Written task: Write out the material below line for line, changing nothing.

# # #

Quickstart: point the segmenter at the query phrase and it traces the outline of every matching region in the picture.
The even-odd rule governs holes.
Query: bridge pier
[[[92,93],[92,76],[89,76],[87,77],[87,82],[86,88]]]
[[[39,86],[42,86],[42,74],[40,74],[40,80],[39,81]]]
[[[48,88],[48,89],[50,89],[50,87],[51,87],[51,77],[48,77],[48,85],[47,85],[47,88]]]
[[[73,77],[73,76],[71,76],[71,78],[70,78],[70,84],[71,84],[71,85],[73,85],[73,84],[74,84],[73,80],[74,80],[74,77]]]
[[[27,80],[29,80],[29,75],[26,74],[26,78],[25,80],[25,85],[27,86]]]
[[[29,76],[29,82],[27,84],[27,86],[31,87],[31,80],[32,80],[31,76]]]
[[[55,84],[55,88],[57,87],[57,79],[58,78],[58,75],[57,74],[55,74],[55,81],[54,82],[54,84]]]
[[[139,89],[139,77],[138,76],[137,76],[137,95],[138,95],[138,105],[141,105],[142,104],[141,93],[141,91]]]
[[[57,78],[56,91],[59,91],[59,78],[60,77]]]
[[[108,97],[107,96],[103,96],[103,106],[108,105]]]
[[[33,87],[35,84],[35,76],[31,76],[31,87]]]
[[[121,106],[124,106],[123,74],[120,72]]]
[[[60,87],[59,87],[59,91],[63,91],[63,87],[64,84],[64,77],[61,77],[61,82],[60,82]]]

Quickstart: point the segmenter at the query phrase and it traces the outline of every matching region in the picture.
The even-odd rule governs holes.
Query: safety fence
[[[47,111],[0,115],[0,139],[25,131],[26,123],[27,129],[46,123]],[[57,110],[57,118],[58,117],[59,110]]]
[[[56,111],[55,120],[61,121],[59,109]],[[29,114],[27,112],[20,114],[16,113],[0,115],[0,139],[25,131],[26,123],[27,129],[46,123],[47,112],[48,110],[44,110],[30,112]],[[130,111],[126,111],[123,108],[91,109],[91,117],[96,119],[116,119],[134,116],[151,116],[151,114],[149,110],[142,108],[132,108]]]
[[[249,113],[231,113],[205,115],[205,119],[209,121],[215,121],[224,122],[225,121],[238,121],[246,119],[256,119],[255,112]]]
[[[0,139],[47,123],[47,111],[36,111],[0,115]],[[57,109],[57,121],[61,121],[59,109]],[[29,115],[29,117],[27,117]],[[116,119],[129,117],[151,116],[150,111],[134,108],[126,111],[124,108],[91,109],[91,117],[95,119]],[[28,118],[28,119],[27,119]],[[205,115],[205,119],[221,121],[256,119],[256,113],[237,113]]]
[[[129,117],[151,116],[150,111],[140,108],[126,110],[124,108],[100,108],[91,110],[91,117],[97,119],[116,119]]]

# # #

Answer to the exercise:
Quickstart: point the segmenter at the query phrase and it traces the outline of every matching region in the picture.
The even-odd rule governs holes.
Query: bridge pier
[[[92,93],[92,76],[89,76],[87,77],[87,82],[86,88]]]
[[[39,86],[42,86],[42,74],[40,74],[40,80],[39,81]]]
[[[48,88],[48,89],[50,89],[50,87],[51,87],[51,77],[48,77],[48,85],[47,85],[47,88]]]
[[[73,77],[73,76],[71,76],[71,78],[70,78],[70,84],[71,84],[71,85],[73,85],[73,84],[74,84],[73,80],[74,80],[74,77]]]
[[[27,80],[29,80],[29,75],[26,74],[26,78],[25,80],[25,85],[27,86]]]
[[[29,76],[29,82],[27,84],[27,86],[31,87],[31,80],[32,80],[31,76]]]
[[[55,84],[55,88],[57,87],[57,79],[58,78],[58,75],[57,74],[55,74],[55,81],[54,82],[54,84]]]
[[[139,89],[139,77],[138,76],[137,76],[137,95],[138,95],[138,105],[141,105],[142,104],[141,93],[141,91]]]
[[[57,78],[56,91],[59,91],[59,78],[60,77]]]
[[[108,97],[107,96],[103,96],[103,106],[108,105]]]
[[[33,87],[35,84],[35,76],[31,76],[31,87]]]
[[[121,106],[124,106],[123,74],[120,72]]]
[[[60,87],[59,87],[59,91],[63,91],[63,87],[64,84],[64,77],[61,77],[61,82],[60,82]]]

Quickstart: point the segmenter at the query phrase and it traces the outline of every matching region in the picture.
The even-odd rule governs holes.
Query: safety fence
[[[47,111],[0,115],[0,139],[25,131],[26,123],[27,129],[46,123]],[[57,110],[57,118],[58,117],[59,110]]]
[[[56,111],[55,120],[61,121],[59,109]],[[29,114],[27,112],[20,114],[16,113],[0,115],[0,139],[25,131],[26,123],[27,129],[46,123],[47,112],[48,110],[44,110],[30,112]],[[130,111],[126,111],[123,108],[91,109],[91,117],[96,119],[116,119],[134,116],[151,116],[151,114],[149,110],[142,108],[132,108]]]
[[[249,113],[231,113],[205,115],[205,119],[209,121],[215,121],[224,122],[225,121],[238,121],[246,119],[256,119],[255,112]]]
[[[0,139],[47,123],[47,111],[36,111],[0,115]],[[57,109],[57,121],[61,121],[59,109]],[[29,115],[29,117],[27,117]],[[116,119],[129,117],[151,116],[150,111],[134,108],[126,111],[124,108],[91,109],[91,117],[95,119]],[[28,118],[28,119],[27,119]],[[205,115],[205,119],[221,121],[256,119],[256,113],[237,113]]]
[[[129,117],[151,116],[150,111],[140,108],[126,110],[124,108],[100,108],[91,110],[91,117],[97,119],[116,119]]]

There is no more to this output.